• _ITEMS_
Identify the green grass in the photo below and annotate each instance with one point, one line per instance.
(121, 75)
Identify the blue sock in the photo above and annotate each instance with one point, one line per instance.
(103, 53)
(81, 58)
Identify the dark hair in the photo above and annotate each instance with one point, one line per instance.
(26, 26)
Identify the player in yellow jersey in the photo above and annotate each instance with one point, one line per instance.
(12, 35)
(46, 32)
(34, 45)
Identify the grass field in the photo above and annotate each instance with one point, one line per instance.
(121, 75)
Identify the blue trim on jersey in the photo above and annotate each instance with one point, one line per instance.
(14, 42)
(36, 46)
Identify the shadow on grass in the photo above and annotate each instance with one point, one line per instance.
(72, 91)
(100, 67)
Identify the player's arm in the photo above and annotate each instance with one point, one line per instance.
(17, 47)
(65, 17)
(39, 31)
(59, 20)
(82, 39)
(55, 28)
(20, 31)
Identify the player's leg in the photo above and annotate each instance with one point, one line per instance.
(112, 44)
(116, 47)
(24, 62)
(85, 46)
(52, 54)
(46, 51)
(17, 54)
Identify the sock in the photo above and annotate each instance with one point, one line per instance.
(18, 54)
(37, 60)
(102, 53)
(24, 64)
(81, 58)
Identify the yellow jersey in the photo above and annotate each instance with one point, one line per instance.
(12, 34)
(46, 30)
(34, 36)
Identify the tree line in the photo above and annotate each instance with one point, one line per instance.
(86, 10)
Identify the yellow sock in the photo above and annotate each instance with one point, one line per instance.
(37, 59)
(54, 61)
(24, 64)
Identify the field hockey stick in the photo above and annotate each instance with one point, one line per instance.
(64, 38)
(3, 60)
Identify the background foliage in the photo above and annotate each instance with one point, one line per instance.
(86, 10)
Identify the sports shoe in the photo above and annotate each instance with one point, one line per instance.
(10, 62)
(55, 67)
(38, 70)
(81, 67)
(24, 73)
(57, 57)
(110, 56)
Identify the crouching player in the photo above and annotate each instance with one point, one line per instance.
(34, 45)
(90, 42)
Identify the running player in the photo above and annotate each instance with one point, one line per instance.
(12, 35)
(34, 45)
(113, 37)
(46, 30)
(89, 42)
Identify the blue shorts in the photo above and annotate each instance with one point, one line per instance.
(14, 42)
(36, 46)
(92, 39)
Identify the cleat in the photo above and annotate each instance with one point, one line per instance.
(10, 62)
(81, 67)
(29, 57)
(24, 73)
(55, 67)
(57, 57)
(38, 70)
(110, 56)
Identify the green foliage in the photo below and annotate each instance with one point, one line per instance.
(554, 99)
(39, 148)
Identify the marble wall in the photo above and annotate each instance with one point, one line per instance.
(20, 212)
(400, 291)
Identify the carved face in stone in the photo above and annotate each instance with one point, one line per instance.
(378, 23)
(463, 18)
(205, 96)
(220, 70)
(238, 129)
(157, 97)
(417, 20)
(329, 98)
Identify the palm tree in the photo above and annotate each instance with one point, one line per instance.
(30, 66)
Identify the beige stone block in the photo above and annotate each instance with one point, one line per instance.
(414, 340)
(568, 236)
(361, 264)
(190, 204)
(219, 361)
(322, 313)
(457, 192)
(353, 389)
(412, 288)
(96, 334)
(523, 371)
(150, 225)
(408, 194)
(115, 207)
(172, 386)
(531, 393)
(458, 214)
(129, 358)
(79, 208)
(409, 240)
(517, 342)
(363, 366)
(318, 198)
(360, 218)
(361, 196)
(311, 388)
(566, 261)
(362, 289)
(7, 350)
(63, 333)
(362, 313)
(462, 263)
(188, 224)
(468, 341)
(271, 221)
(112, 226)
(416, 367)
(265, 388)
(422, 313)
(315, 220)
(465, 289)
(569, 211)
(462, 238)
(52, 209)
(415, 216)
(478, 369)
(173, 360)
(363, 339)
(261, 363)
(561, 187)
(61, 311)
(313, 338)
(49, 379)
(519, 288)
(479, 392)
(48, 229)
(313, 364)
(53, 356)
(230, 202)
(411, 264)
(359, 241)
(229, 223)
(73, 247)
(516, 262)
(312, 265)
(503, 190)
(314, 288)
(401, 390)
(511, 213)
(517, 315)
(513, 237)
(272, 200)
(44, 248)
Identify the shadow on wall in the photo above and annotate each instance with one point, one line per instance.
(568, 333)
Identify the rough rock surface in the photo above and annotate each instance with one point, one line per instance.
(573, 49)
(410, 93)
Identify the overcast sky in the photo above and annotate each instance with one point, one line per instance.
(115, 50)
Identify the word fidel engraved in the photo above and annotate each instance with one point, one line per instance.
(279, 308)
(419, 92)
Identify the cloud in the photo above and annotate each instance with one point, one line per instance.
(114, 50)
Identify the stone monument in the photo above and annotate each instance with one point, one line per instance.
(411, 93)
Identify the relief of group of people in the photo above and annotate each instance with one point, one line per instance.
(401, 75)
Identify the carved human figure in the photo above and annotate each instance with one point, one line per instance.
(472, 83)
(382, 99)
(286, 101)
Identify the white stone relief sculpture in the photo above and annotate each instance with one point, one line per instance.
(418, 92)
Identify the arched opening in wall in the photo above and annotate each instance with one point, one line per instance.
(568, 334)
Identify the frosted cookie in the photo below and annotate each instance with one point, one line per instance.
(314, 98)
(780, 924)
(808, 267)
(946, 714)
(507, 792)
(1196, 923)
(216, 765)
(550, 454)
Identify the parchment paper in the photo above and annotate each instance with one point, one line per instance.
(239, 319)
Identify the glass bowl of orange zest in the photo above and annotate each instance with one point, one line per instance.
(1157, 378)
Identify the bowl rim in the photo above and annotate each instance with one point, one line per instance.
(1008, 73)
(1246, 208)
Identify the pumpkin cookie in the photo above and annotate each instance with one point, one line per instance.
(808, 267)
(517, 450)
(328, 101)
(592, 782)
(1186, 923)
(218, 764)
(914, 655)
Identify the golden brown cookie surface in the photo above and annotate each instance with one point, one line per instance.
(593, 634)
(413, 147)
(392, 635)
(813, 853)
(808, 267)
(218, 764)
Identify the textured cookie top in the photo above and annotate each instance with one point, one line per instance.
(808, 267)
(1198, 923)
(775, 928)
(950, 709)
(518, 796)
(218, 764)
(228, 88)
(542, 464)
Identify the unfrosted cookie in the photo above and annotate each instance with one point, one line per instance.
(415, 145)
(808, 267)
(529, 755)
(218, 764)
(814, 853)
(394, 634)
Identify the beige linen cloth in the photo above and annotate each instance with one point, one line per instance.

• _STATED PROBLEM_
Reproduce the lines of the listing from the line containing "Identify the glass" through the end of the listing, both included, with every instance of "cookie" replaced by "biscuit" and everything else unchanged.

• _WORKED ANSWER_
Identify the glass bowl of orange zest in the photo above and annotate each instance with one point, one line per instance.
(1157, 378)
Identify the bowl rim in the photo above and annotate each instance with one point, one line per instance.
(1008, 73)
(1246, 208)
Identify the pumpkin biscuit in the photo above and annotate each instance with one point, one line per instance.
(808, 267)
(517, 450)
(328, 101)
(592, 782)
(1186, 923)
(218, 764)
(914, 655)
Identify the golden brown biscuit surface in the photo above and annotate each instance with one point, one line per instance.
(593, 634)
(413, 147)
(392, 635)
(813, 853)
(808, 267)
(218, 764)
Identify the textured biscuit top in the photo above and annotate each instance with one point, one line per instance.
(808, 267)
(1198, 923)
(775, 928)
(950, 709)
(518, 796)
(218, 764)
(228, 88)
(542, 464)
Identify the unfrosted biscuit in the photo above and annotate each instance with one point, one line per instance.
(415, 145)
(808, 267)
(529, 755)
(218, 764)
(814, 853)
(394, 634)
Identify the beige linen cloth in the photo above and annotate each instance with one point, one line per instance.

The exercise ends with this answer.